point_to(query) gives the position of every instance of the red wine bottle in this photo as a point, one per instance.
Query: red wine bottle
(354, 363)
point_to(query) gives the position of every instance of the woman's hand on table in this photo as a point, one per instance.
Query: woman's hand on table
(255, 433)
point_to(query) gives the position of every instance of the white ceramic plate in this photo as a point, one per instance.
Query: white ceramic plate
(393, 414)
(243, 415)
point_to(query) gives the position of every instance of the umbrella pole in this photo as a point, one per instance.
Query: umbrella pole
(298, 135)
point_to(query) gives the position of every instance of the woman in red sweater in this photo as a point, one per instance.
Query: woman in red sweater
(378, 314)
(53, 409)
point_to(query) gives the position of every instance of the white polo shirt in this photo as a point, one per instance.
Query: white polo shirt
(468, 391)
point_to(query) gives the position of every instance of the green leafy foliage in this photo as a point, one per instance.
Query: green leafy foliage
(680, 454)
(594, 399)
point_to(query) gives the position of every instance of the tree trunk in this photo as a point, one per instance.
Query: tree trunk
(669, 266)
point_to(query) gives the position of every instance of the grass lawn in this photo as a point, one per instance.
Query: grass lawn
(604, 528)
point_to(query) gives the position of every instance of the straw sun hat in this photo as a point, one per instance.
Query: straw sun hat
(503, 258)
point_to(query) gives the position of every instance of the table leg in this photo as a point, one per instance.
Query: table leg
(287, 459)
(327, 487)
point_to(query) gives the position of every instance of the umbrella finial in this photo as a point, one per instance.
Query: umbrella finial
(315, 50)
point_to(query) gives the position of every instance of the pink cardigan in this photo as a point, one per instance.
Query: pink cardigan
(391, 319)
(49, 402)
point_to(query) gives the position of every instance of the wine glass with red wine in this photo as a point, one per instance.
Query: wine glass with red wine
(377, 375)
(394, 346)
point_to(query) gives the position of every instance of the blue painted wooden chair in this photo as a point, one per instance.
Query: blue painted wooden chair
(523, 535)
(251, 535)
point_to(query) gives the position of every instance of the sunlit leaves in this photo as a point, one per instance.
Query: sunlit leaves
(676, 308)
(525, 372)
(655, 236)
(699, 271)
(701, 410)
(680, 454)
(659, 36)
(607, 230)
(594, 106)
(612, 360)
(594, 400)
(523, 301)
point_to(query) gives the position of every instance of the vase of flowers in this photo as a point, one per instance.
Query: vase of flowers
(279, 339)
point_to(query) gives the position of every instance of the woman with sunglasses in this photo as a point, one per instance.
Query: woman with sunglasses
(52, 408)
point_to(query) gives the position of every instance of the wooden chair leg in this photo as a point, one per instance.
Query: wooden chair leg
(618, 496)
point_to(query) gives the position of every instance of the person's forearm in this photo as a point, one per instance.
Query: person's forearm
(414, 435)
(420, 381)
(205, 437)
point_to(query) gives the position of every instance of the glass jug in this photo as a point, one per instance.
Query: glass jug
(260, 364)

_Task instructions_. The listing above should be repeated in its entirety, unchanged.

_Output_.
point_to(query) gives the position of every instance of the red wine bottle in this photo as a point, one per instance.
Query: red wine bottle
(354, 363)
point_to(query) gives the position of every instance of the woman's hand on table in this photo as a point, one per instance.
Query: woman's hand on table
(255, 433)
point_to(query) gives the position of every instance of the white ceramic plate in this photo as a point, one per instance.
Query: white ceramic plate
(393, 414)
(243, 415)
point_to(query) gives the position of every instance of the umbrella pole in this photo as a point, one per instance.
Query: umbrella pole
(298, 135)
point_to(query) gives the position of every instance of the woman in red sweater in this photo as a point, one per instance.
Query: woman in red sweater
(378, 314)
(53, 409)
point_to(query) gives the position of every instance of the white polo shirt in this photo as a point, one per instance.
Query: white polo shirt
(468, 391)
point_to(query) gives the position of every instance of the green leafy foliage in this photo as a point, one per instance.
Query: green leafy foliage
(680, 454)
(594, 399)
point_to(query) gives the position of every instance of the tree trunk in this photo as a point, one per instance.
Query: tree trunk
(669, 266)
point_to(query) gives the position of every instance of the grass lawn in this photo as a point, one per instance.
Query: grass lawn
(604, 528)
point_to(query) gives the position of every instance of the straw sun hat in this photo as a point, one per instance.
Query: straw sun hat
(503, 258)
point_to(query) gives the position of every instance of the table leg in this photo as a point, one per instance.
Query: table leg
(287, 459)
(327, 487)
point_to(query) gives the position of every instance of the umbrella finial in this photo as a point, one per instance.
Query: umbrella finial
(315, 50)
point_to(query) gives the position of every instance of the pink cardigan in this photo as a point, one per instance.
Query: pink cardigan
(391, 319)
(49, 402)
point_to(query) gives the position of every instance of the wine glass with red wine in this photo as a point, one per instance.
Query: wine glass with red wine
(377, 375)
(394, 346)
point_to(query) gives the position of every instance of the blue painted wooden chair in this photo as a point, one per instance.
Query: blue painted wooden chair
(523, 535)
(251, 535)
point_to(query) gives the position of every instance of the sunlit leaves in this photo as a point, one per instance.
Query: sunlit leaves
(676, 308)
(525, 372)
(655, 236)
(699, 271)
(701, 410)
(680, 454)
(659, 36)
(607, 230)
(594, 106)
(612, 360)
(594, 400)
(523, 301)
point_to(query) gives the position of every instance of the vase of flowers in this photo as a point, one per instance.
Query: vase of flowers
(279, 339)
point_to(query) gives the position of every instance of the woman with sunglasses in this photo as a point, one per instance.
Query: woman with sunglasses
(52, 408)
point_to(query) gives the position of every instance of the wooden chair leg in this photo as a point, one per instance.
Query: wooden chair leg
(618, 496)
point_to(query) gives the position of every instance of the person's forearm in this photo as a point, one per instance.
Query: person's forearm
(414, 435)
(420, 381)
(205, 437)
point_to(query) gives the position of every instance of the glass jug in this photo as a point, one per instance.
Query: glass jug
(260, 364)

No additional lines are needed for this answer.